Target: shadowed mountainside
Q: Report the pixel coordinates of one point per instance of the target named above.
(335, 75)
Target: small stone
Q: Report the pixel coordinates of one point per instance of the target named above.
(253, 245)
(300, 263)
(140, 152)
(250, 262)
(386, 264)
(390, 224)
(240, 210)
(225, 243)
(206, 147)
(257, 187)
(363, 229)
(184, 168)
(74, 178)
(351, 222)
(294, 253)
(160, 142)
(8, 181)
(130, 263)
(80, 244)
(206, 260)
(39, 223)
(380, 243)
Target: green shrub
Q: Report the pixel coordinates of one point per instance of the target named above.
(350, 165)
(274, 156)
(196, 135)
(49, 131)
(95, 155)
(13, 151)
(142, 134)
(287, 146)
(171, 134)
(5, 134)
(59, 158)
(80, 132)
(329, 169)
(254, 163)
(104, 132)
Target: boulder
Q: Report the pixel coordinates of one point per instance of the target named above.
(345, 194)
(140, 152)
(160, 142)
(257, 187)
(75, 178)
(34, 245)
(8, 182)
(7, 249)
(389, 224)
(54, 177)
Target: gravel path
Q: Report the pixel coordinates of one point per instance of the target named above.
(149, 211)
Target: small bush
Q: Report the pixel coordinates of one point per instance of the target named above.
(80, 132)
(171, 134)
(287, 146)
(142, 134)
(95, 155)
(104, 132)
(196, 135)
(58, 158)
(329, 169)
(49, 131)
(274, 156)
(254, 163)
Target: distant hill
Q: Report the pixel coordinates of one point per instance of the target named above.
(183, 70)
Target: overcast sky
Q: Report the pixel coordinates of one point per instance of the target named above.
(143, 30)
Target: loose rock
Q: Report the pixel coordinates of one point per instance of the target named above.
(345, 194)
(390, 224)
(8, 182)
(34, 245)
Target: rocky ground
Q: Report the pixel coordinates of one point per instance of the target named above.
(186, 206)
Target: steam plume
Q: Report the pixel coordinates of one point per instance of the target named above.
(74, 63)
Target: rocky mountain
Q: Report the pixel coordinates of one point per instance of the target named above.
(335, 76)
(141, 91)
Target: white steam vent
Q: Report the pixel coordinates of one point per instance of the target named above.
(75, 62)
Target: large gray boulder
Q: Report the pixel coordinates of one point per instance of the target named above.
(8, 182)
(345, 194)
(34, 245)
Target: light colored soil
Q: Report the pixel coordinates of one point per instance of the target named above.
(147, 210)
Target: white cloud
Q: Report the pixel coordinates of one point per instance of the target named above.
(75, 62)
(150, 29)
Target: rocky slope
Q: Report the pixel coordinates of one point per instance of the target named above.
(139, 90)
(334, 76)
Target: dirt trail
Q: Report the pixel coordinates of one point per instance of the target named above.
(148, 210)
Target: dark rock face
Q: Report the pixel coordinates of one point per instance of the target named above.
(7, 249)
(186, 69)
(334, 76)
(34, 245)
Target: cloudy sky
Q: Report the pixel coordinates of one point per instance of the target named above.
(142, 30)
-=-=-
연습 과제 ▸ 위 항목에서 "Target: light colored soil"이 들어 있는 줄부터 항목의 마지막 줄까지, 양 끝 줄을 포함해 한 글자도 바꾸지 말고 그대로 옮겨 적어 주세요.

과제 풀이 ▸
Target: light colored soil
Q: Report the pixel coordinates of one point per instance of the target named above.
(147, 210)
Target: white cloud
Q: Report the pixel coordinates of one point per instance of the target named above.
(75, 62)
(150, 29)
Target: rocky slope
Q: Report the pixel coordinates of one point per instance of the target named above.
(139, 90)
(334, 76)
Target: dirt trail
Q: Report the pixel coordinates of one point per instance of the target named above.
(148, 210)
Target: dark rock face
Q: Report the pixel coordinates of one point per instance of the target named above.
(7, 249)
(186, 69)
(334, 76)
(34, 245)
Target: cloudy sky
Q: Report the pixel coordinates of one point per instance of the target named above.
(142, 30)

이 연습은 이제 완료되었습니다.